Records from a data source
** Begin **
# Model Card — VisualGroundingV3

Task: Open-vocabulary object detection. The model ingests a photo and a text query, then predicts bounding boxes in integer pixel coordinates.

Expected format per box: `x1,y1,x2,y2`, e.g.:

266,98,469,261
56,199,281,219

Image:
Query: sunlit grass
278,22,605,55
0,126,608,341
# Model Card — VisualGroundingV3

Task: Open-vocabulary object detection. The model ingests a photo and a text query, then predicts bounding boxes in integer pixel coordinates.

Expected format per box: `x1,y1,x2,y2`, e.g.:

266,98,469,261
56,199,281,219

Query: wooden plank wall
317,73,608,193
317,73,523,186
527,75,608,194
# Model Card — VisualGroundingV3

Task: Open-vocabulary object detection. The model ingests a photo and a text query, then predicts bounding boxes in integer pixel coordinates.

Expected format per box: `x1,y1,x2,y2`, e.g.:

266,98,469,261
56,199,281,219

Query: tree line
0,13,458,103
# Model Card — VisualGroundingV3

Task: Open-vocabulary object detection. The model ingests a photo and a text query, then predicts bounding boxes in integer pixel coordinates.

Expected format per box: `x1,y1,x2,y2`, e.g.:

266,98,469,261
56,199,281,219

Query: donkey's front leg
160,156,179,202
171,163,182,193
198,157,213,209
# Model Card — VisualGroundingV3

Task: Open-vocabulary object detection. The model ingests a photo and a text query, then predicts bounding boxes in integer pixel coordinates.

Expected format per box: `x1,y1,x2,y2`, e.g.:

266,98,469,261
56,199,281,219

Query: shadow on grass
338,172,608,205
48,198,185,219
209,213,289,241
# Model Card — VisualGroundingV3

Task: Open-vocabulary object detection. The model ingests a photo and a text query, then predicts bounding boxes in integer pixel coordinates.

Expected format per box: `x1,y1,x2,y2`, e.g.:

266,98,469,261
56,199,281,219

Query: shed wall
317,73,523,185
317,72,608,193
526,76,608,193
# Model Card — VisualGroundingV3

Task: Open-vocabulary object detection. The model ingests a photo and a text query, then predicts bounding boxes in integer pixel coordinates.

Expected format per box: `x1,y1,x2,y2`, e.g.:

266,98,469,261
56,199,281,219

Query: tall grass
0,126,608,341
** End **
*AIM*:
Retype everything from the first line of the rows down to the line containing "198,157,213,209", including both of those lines, with no changes.

*WRITTEN ANSWER*:
# Model Card — VisualGroundingV3

Task: Open-vocabulary object detection. The model ingests a photo and a text query, then predicts bounding boxes in integer pixel coordinates.

Expected format per box: `x1,y1,x2,y2`, e.g.:

266,98,469,261
56,199,281,219

Image:
Query: sunlit grass
278,22,605,55
0,126,608,341
# Model Card — VisualGroundingV3

Task: Open-vocabulary object detection. The model ingests a photo and a text query, then predicts bounding boxes in integer pixel coordinates.

Expected format per box: `x1,y1,x2,y2`, e.g.:

266,98,469,261
56,199,281,219

Query: wooden plank wall
317,73,608,193
317,73,523,186
527,75,608,194
# Model Card — VisualGroundingV3

Task: Open-vocabulary object detection. The model ingests a photo and a text query, then predicts bounding boxes in integer pixel coordinates.

Expected format per box: `x1,y1,x2,y2`, e.g.:

266,98,469,261
56,199,281,219

Query: tree line
0,13,458,103
# Model Card — VisualGroundingV3

Task: Open-vocabulary object detection. The model ingests a photo and a text query, then predicts bounding boxes in integer pixel coordinates.

Expected format per box: `x1,y1,x2,y2`, e.g.:

266,98,469,261
56,199,281,219

Query: donkey's front leg
160,156,179,202
171,163,182,193
198,157,213,209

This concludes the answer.